Tasks to perform
1. Render this sentence from the blackjack reinforcement learning text in Spanish: "From here on, the Reinforcement Learning (RL) agent is implemented."
2. Pick up the blackjack reinforcement learning text after its last line and keep writing it.

* Start Document *

From here on, the Reinforcement Learning (RL) agent is implemented.

In [5]:
# Define the state space
player_sum_space = range(4, 22)  # possible player hand values (4, 5, ..., 20, 21)
dealer_card_space = range(1, 11)  # possible dealer up card values (2, 3, ..., 10, 11)
usable_ace_space = [False, True]  # whether the player has a usable ace

state_space = []
for player_sum in player_sum_space:
    for dealer_card in dealer_card_space:
        for usable_ace in usable_ace_space:
            state_space.append((player_sum, dealer_card, usable_ace))

# This creates an array of length 306, which is the number of possible states in the game of blackjack. 
# Each state is a tuple of the player’s sum, the dealer’s card, and whether the player has a usable ace.

Pre trainings phase to make sure our q table isn't empty before starting the real training of our model.
The decicions aren't made using the Q table, but he will hit or stick at random.

In [8]:

# Define the action space
action_space = [0, 1]  # hit or stick
# Get the size of the state and action spaces
num_states = len(state_space)
num_actions = len(action_space)

# Initialize the Q-table with initial values. 
Q_table = np.zeros((num_states, num_actions))

for i in range(100000): #filling the
    # Initialize the state
    state = env.reset()[0]
    done = False

    while not done:
        # Choose an action
        action = np.random.choice(action_space)

        # Take the action
        next_state, reward, done, terminal, dic = env.step(action)

        # Update Q-table
        Q_table[state_space.index(state)][action] += reward

        # Update state
        state = next_state

Real training loop using the initial Q-table made in the previous part.

In [None]:

# Hyperparameters
num_episodes = 1000000  # Total number of episodes
alpha = 0.05  # Learning rate
gamma = 0.99  # Discount factor
epsilon = 0.1  # Epsilon-greedy parameter

# Training loop
for episode in range(num_episodes):
    state = env.reset()[0]
    done = False
    while not done:
        # Epsilon-greedy action selection
        if np.random.random() < epsilon:
            action = np.random.choice(action_space)
        else:
            action = np.argmax(state_space.index(state))

        # Take the action
        next_state, reward, done, terminal, dic = env.step(action)

* End Document *
* Start Data listing *

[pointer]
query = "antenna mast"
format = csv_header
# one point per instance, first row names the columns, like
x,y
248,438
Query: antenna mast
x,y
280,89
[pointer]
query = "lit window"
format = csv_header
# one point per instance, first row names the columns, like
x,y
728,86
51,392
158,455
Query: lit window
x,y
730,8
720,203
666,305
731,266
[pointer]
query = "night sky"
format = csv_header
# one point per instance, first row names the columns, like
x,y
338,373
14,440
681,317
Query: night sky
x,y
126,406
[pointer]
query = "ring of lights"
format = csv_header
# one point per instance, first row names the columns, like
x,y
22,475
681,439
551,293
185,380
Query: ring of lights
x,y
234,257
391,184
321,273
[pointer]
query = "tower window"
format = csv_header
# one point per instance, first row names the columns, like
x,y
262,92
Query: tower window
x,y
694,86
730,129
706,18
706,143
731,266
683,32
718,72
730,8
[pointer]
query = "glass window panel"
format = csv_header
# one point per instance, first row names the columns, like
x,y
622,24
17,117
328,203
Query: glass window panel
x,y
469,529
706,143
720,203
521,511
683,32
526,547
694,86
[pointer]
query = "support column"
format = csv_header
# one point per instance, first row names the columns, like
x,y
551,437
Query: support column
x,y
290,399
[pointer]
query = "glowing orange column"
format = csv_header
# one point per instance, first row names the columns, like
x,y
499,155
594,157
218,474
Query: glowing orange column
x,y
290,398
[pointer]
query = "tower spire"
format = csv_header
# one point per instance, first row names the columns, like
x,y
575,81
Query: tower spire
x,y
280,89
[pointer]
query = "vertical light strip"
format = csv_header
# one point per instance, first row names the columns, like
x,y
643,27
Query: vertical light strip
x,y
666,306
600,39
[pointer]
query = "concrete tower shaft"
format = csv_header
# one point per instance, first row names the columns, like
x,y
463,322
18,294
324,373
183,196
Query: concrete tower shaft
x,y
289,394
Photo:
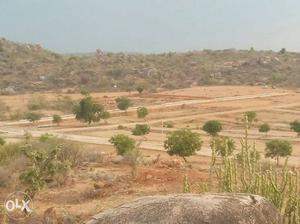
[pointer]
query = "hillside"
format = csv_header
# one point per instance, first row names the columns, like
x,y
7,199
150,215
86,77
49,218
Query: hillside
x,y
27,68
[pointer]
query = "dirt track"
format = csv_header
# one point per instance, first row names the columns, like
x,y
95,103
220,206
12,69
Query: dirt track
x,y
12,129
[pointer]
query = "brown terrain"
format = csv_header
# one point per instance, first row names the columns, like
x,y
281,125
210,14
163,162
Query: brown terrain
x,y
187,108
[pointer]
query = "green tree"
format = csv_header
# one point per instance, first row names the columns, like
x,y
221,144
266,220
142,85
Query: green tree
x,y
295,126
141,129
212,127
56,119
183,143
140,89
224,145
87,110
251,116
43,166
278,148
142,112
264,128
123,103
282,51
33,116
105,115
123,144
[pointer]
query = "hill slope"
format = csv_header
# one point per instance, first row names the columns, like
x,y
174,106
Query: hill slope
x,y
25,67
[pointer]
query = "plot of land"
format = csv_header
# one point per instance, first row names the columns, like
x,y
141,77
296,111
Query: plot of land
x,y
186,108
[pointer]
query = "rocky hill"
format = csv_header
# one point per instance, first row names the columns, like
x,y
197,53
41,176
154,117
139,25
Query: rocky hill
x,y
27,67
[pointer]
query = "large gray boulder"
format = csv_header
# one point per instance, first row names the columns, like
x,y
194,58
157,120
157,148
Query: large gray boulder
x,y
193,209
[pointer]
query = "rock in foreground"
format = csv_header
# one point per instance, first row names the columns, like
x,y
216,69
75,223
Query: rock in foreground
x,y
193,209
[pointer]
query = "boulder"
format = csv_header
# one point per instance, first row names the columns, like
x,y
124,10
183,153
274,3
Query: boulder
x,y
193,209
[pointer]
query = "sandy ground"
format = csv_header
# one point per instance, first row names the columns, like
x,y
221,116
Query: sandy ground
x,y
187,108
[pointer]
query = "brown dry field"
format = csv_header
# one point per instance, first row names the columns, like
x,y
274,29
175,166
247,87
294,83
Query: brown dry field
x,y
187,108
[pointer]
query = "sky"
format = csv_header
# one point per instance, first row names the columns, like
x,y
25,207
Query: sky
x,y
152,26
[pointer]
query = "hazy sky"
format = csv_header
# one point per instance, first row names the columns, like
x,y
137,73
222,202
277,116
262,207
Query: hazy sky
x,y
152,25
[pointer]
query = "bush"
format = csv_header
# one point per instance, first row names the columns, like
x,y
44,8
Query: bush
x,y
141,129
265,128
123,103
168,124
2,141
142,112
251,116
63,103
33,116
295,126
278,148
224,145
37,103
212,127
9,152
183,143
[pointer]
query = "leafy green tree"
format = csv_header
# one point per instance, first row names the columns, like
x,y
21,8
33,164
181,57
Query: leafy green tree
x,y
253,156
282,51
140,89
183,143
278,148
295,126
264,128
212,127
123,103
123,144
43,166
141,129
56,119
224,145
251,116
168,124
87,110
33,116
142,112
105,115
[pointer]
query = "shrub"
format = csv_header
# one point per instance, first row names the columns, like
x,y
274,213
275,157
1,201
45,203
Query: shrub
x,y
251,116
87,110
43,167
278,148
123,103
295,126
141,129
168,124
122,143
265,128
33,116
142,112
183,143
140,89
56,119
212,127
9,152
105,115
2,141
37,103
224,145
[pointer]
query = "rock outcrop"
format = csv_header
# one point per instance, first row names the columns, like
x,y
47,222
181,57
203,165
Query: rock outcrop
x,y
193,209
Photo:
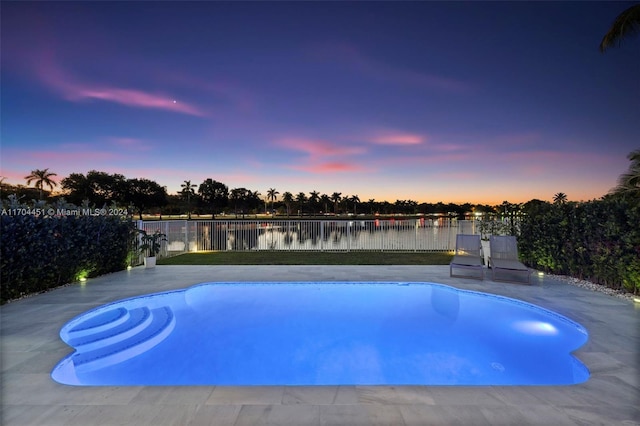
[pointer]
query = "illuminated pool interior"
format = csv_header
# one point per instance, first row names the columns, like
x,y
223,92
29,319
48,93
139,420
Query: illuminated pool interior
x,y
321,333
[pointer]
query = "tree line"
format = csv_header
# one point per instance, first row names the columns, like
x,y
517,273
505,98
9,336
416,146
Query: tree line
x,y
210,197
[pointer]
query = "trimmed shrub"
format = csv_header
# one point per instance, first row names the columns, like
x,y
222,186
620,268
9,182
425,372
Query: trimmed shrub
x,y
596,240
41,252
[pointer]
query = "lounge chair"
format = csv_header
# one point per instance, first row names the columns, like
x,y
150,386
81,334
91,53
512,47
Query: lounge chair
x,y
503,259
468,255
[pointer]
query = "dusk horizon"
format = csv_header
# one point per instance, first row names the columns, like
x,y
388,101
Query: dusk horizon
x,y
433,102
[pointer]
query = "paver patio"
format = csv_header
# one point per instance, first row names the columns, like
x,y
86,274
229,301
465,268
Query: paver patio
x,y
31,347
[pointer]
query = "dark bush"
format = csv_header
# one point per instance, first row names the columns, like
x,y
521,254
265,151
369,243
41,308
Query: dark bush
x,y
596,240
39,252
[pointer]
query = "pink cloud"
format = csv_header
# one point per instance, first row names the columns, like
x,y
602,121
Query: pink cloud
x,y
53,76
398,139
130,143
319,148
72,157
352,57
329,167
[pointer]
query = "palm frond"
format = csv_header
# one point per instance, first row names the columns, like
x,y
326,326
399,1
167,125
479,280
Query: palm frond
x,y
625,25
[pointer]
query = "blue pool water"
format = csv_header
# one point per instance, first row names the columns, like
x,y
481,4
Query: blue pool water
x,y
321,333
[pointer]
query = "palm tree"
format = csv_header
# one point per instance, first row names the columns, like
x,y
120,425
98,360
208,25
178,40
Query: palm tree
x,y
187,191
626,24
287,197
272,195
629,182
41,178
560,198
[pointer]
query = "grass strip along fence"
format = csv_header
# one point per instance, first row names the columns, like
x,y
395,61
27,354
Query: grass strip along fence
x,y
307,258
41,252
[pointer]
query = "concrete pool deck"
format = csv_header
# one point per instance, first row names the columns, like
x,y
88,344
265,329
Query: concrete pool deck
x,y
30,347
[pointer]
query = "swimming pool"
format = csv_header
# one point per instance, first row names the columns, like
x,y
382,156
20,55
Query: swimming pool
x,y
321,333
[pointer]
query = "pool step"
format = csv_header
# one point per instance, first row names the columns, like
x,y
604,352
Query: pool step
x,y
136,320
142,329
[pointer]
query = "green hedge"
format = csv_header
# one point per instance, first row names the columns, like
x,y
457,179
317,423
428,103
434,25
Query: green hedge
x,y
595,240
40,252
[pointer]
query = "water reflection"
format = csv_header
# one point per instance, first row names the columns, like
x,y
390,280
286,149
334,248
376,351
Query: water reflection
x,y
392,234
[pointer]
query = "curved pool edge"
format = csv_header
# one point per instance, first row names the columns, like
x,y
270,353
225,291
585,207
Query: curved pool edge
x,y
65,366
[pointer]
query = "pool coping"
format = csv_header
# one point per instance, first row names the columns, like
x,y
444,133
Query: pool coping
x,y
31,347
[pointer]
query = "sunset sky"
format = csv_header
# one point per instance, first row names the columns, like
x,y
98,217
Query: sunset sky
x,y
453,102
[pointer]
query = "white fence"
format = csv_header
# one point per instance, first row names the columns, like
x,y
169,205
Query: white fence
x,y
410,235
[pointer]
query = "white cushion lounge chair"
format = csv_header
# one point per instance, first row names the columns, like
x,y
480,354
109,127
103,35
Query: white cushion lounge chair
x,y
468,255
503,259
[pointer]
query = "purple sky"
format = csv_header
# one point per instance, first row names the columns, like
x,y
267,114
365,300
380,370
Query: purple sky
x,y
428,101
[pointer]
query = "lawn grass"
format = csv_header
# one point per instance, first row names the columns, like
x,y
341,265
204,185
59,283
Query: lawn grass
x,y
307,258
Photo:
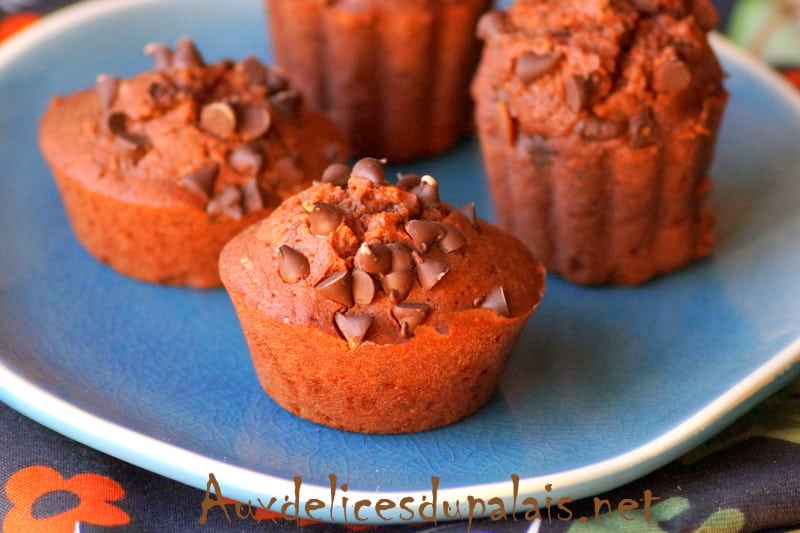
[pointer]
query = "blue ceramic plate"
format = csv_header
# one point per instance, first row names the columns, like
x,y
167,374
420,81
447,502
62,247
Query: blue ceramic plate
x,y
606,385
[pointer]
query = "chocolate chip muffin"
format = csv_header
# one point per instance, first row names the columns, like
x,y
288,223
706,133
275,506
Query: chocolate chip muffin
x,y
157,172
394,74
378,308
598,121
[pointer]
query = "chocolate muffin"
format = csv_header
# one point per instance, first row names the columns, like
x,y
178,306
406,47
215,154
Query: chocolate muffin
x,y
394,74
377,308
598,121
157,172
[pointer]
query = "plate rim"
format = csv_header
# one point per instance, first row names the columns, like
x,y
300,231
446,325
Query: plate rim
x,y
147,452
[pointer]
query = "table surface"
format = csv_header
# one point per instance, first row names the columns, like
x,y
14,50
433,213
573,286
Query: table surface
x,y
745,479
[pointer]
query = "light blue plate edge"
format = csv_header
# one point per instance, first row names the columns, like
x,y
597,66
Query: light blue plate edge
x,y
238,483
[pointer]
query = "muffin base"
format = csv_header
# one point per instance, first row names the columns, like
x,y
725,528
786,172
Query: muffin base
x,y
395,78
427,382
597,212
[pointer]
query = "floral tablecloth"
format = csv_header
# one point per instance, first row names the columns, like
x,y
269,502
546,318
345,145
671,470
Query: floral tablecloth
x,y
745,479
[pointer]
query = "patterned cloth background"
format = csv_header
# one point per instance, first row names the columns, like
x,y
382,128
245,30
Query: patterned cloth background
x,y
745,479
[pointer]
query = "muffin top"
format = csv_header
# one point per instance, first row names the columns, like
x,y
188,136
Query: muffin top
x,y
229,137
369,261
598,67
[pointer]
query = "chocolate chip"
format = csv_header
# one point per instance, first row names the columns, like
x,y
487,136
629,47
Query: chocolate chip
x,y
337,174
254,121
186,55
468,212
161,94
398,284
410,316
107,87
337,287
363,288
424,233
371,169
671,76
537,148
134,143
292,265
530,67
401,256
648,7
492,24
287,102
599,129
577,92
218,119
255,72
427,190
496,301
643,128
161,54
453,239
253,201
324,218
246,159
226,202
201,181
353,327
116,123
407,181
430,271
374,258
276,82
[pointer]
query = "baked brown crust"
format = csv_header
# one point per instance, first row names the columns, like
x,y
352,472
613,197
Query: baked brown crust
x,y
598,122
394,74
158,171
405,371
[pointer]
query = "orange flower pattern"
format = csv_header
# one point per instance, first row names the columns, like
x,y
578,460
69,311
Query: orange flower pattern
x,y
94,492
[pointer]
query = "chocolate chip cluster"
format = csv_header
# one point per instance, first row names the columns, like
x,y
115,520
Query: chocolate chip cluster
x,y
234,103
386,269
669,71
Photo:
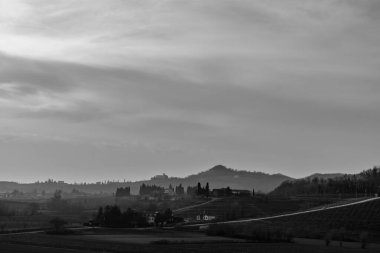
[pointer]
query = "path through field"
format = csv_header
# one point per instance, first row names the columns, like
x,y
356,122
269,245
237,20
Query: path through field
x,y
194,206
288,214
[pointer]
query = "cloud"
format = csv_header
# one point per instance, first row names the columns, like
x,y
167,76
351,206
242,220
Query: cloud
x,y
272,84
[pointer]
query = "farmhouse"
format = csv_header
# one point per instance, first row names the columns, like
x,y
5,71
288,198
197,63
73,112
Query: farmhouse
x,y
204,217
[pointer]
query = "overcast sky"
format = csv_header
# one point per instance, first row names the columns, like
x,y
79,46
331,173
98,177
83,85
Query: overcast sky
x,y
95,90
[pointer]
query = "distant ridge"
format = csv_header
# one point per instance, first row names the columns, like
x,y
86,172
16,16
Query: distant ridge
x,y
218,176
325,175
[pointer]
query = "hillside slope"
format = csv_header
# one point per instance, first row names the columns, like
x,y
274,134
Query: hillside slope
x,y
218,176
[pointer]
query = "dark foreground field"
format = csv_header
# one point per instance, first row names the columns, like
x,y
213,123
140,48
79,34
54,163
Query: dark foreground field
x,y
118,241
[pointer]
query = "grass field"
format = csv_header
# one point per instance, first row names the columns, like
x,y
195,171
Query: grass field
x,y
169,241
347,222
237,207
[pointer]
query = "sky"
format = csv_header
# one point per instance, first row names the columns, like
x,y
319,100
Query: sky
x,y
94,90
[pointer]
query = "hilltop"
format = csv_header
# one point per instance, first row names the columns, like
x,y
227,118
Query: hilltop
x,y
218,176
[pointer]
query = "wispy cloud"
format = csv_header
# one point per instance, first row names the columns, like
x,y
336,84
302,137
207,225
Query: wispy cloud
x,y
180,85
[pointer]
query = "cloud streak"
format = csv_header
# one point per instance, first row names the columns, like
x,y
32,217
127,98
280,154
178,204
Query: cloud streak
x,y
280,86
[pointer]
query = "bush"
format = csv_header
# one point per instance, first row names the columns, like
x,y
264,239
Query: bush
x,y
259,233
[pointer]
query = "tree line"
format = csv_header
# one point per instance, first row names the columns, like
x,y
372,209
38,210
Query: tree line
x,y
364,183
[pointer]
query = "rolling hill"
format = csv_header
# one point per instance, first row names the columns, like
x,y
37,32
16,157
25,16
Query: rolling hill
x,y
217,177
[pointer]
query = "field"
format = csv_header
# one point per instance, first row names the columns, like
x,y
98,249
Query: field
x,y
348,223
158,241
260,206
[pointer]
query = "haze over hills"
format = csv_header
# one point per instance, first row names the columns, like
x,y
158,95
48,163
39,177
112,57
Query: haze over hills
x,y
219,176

* End Data listing *

Answer list
1. A partir de aquí, se implementa el agente de Aprendizaje por Refuerzo (RL).

2.
        # Update Q-value if you busted, necessary because Q_table(next_state) does not exist if you bust
        if next_state not in state_space:
            Q_table[state_space.index(state)][action] += alpha * (reward - Q_table[state_space.index(state)][action])
            break

        # Update Q-value for current state-action pair
        Q_table[state_space.index(state)][action] += alpha * (reward + gamma * np.max(Q_table[state_space.index(next_state)]) - Q_table[state_space.index(state)][action])

        state = next_state

In [None]:
# Save the Q-table to a file using pickle
#filename = f"episodes{num_episodes}_q_table_alpha{alpha}_gamma{gamma}_epsilon{epsilon}.pkl"
#with open(filename, 'wb') as f:
#    pickle.dump(Q, f)

# Load the Q-table from a file using pickle
#with open('q_table.pkl', 'rb') as f:
#    Q_table = pickle.load(f)

In [None]:
# Make the agent play 10000 games and check winnning rate
num_games = 100000
num_wins = 0
num_draws = 0
num_losses = 0

for i in range(num_games):
    state = env.reset()[0]
    done = False
    while not done:
        action = np.argmax(Q_table[state_space.index(state)])
        next_state, reward, done, terminal, dic = env.step(action)
        state = next_state
        if done and reward == 1:
            num_wins += 1
        elif done and reward == 0:
            num_draws += 1
        elif done and reward == -1:
            num_losses += 1

In [None]:
num_wins/(num_games-num_draws)

0.4318488237895441

Winrate random action policy => Nothing to do with the agent playing a game.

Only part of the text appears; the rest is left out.